STATED PROBLEM
Present the lines below as a Markdown table with two columns, Row and Line, numbering each row and skipping blank lines. Include only the lines from the one containing "the man's leg" through the one containing "[(590, 447), (620, 491), (609, 483), (585, 478)]", both included.

-*-

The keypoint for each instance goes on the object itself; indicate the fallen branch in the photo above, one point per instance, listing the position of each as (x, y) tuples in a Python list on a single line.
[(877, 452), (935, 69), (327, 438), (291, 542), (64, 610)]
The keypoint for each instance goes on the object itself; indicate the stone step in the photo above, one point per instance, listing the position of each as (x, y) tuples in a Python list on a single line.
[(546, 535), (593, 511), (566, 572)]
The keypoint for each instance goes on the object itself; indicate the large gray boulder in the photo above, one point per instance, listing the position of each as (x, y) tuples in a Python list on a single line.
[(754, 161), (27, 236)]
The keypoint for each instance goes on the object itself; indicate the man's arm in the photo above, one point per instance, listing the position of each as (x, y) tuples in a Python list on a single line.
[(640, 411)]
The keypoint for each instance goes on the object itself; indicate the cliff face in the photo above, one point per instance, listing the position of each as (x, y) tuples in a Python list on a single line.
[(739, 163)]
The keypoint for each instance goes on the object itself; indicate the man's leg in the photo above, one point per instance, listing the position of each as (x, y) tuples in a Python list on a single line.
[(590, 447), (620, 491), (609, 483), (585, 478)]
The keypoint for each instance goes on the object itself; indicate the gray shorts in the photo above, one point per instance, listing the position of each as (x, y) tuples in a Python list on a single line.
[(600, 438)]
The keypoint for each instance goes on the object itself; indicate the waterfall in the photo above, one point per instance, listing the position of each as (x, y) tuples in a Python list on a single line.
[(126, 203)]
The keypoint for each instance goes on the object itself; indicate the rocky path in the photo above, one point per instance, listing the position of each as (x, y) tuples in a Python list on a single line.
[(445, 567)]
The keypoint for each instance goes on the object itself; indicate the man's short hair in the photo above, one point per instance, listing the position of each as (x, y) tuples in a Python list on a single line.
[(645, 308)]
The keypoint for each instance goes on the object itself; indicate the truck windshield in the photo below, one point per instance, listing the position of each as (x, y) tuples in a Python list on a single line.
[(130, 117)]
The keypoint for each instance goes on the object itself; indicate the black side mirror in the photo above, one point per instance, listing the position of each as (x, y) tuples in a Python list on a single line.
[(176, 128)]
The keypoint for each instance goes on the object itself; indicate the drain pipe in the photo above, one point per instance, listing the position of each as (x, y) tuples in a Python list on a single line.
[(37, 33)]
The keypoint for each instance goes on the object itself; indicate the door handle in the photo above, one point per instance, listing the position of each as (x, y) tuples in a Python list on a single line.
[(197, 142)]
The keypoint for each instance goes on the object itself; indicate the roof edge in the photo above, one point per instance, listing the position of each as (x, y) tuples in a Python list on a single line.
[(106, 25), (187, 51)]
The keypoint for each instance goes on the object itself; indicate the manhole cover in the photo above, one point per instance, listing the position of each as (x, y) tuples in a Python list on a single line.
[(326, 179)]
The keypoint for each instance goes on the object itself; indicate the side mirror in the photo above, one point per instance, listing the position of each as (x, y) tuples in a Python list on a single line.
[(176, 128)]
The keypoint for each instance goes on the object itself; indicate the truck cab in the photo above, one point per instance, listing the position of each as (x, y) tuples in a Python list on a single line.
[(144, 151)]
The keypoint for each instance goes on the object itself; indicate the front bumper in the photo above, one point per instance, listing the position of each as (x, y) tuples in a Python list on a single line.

-*-

ANSWER BELOW
| Row | Line |
|---|---|
| 1 | The keypoint for each instance goes on the object itself; indicate the man's leg in the photo above, one point per instance, listing the position of each as (x, y) tuples in a Python list on a single line. |
| 2 | [(590, 447), (620, 491), (609, 483), (585, 478)] |